Your task:
Select every line below containing the word "target".

Material shown:
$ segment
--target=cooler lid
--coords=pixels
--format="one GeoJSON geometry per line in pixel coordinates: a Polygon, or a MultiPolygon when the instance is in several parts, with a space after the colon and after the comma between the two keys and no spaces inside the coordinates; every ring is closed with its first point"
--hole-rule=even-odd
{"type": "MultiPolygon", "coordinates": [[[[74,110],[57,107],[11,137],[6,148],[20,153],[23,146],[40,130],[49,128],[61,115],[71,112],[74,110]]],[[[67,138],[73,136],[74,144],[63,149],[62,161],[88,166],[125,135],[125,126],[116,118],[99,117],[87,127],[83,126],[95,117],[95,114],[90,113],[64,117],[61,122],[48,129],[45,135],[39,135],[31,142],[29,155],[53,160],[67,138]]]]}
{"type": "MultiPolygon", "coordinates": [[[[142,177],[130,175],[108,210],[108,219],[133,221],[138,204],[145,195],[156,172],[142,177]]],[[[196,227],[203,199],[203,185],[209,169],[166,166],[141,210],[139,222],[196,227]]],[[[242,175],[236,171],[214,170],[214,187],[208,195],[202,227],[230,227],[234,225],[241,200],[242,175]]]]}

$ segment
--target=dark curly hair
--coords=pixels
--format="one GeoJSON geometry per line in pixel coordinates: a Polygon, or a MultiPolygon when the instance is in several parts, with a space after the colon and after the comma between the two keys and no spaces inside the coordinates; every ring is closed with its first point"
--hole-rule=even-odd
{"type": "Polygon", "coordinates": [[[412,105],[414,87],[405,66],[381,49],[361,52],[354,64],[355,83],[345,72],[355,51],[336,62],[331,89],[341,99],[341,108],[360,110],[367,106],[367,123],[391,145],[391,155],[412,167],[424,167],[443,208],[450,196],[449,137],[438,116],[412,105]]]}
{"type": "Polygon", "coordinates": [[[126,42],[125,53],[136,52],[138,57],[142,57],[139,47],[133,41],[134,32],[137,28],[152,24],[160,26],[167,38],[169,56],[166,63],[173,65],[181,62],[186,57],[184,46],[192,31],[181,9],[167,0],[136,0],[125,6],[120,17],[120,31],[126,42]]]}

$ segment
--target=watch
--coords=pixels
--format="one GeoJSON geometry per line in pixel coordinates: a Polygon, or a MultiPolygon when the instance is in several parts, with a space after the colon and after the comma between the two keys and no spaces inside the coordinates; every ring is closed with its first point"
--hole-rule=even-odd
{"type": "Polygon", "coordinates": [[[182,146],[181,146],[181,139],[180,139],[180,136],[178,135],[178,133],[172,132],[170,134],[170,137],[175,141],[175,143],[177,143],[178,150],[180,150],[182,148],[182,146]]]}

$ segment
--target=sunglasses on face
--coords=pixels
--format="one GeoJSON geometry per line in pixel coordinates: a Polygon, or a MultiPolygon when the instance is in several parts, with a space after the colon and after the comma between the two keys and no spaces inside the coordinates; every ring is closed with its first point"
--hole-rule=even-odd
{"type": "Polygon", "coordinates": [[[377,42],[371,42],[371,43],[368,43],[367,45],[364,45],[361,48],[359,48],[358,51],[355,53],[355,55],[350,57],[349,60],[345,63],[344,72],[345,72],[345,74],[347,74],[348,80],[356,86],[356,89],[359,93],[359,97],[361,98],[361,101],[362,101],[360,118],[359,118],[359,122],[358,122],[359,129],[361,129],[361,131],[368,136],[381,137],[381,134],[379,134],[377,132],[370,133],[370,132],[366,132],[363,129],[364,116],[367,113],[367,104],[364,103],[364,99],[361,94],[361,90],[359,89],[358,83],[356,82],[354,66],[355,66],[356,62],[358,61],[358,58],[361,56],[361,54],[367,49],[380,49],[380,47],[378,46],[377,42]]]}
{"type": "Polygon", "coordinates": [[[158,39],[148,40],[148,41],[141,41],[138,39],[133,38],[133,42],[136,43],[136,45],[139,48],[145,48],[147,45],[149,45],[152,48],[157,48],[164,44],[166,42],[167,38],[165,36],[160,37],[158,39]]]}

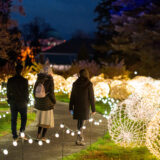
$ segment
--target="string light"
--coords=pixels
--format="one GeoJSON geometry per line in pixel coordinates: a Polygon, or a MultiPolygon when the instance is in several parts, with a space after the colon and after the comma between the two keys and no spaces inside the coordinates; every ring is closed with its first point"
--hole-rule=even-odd
{"type": "Polygon", "coordinates": [[[18,143],[17,141],[13,141],[13,146],[17,147],[18,143]]]}
{"type": "Polygon", "coordinates": [[[25,137],[24,132],[21,132],[21,133],[20,133],[20,136],[21,136],[22,138],[24,138],[24,137],[25,137]]]}
{"type": "Polygon", "coordinates": [[[4,155],[8,155],[8,150],[7,150],[7,149],[4,149],[4,150],[3,150],[3,154],[4,154],[4,155]]]}
{"type": "Polygon", "coordinates": [[[64,124],[60,124],[60,128],[64,128],[64,124]]]}
{"type": "Polygon", "coordinates": [[[56,133],[56,134],[55,134],[55,137],[56,137],[56,138],[59,138],[59,134],[58,134],[58,133],[56,133]]]}
{"type": "Polygon", "coordinates": [[[29,143],[29,144],[32,144],[32,143],[33,143],[33,139],[30,138],[30,139],[28,140],[28,143],[29,143]]]}
{"type": "Polygon", "coordinates": [[[71,132],[71,136],[74,136],[75,135],[75,133],[74,132],[71,132]]]}
{"type": "Polygon", "coordinates": [[[43,142],[42,142],[42,141],[38,141],[38,145],[39,145],[39,146],[42,146],[42,145],[43,145],[43,142]]]}
{"type": "Polygon", "coordinates": [[[67,134],[70,134],[70,130],[69,130],[69,129],[67,129],[67,130],[66,130],[66,133],[67,133],[67,134]]]}
{"type": "Polygon", "coordinates": [[[46,143],[48,143],[48,144],[49,144],[50,142],[51,142],[51,141],[50,141],[50,139],[47,139],[47,140],[46,140],[46,143]]]}

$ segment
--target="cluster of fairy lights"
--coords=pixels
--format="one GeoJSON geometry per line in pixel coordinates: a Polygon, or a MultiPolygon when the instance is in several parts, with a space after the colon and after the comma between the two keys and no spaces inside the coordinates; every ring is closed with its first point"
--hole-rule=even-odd
{"type": "MultiPolygon", "coordinates": [[[[99,126],[99,125],[102,123],[102,119],[94,120],[93,118],[90,118],[90,119],[88,120],[88,122],[89,122],[89,123],[93,123],[95,126],[99,126]]],[[[87,128],[87,127],[86,127],[85,125],[82,127],[83,130],[85,130],[86,128],[87,128]]],[[[81,131],[79,131],[79,130],[74,131],[74,130],[70,129],[67,125],[65,125],[65,124],[60,124],[59,129],[55,132],[54,135],[51,135],[50,138],[46,139],[46,140],[45,140],[45,143],[50,144],[52,137],[60,138],[60,133],[59,133],[60,130],[62,130],[63,133],[66,133],[67,135],[71,135],[72,137],[74,137],[75,135],[80,135],[80,134],[81,134],[81,131]]],[[[22,140],[23,140],[23,138],[24,138],[25,136],[29,137],[29,138],[28,138],[28,143],[29,143],[29,144],[33,144],[33,143],[34,143],[34,140],[35,140],[34,138],[32,138],[30,135],[25,135],[24,132],[21,132],[20,137],[22,138],[22,140]]],[[[44,142],[43,142],[42,140],[38,140],[38,145],[39,145],[39,146],[42,146],[43,143],[44,143],[44,142]]],[[[13,141],[13,142],[12,142],[12,145],[13,145],[14,147],[17,147],[17,146],[18,146],[18,141],[13,141]]],[[[3,154],[4,154],[4,155],[8,155],[8,153],[9,153],[9,151],[8,151],[6,148],[5,148],[5,149],[2,149],[2,151],[3,151],[3,154]]]]}
{"type": "MultiPolygon", "coordinates": [[[[35,83],[35,76],[31,77],[32,78],[30,79],[29,83],[31,85],[30,102],[28,106],[34,105],[33,85],[35,83]]],[[[77,79],[77,77],[74,76],[69,77],[68,79],[64,79],[62,76],[55,74],[53,75],[53,78],[55,82],[55,93],[63,93],[67,95],[70,94],[72,84],[77,79]]],[[[108,119],[109,133],[112,139],[115,141],[115,143],[120,144],[122,146],[141,146],[145,143],[145,139],[147,137],[147,147],[153,154],[157,156],[157,153],[160,153],[160,150],[158,150],[158,147],[156,148],[154,144],[151,145],[151,141],[153,138],[148,135],[149,133],[151,133],[151,131],[149,131],[149,128],[153,129],[153,127],[155,127],[150,127],[151,124],[154,124],[151,123],[151,119],[156,114],[160,105],[160,81],[154,80],[150,77],[140,76],[137,76],[132,80],[125,81],[107,81],[101,76],[96,76],[92,78],[91,81],[94,86],[96,101],[108,104],[110,107],[109,111],[105,111],[103,117],[108,119]],[[116,84],[125,84],[123,86],[125,88],[117,88],[117,91],[119,89],[125,89],[128,93],[130,93],[130,96],[128,98],[126,97],[125,100],[121,103],[119,103],[118,100],[109,97],[110,92],[112,92],[113,86],[111,84],[113,84],[114,82],[116,84]]],[[[119,85],[116,86],[118,87],[119,85]]],[[[116,86],[114,86],[114,89],[116,86]]],[[[6,95],[5,87],[2,88],[0,86],[0,94],[2,95],[1,101],[6,101],[6,98],[4,96],[6,95]]],[[[118,99],[121,99],[126,95],[118,95],[120,96],[118,99]]],[[[95,122],[94,124],[98,125],[98,123],[99,122],[95,122]]],[[[158,125],[159,123],[156,125],[155,128],[157,128],[158,125]]],[[[71,129],[68,129],[66,130],[66,133],[74,136],[76,132],[73,132],[71,129]]],[[[54,136],[56,138],[59,138],[59,133],[56,133],[54,136]]],[[[158,140],[156,143],[158,143],[159,141],[160,140],[158,140]]],[[[29,143],[31,142],[32,140],[30,139],[29,143]]],[[[43,144],[43,142],[39,143],[43,144]]],[[[160,146],[160,144],[158,146],[160,146]]]]}

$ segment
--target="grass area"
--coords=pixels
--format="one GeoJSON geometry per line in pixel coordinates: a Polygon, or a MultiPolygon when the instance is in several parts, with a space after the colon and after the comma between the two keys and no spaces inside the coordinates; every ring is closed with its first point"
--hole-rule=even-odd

Completed exercise:
--target=cooler lid
--target=dark curly hair
--target=watch
--target=sunglasses on face
--target="string light"
--target="cluster of fairy lights"
--target="grass area"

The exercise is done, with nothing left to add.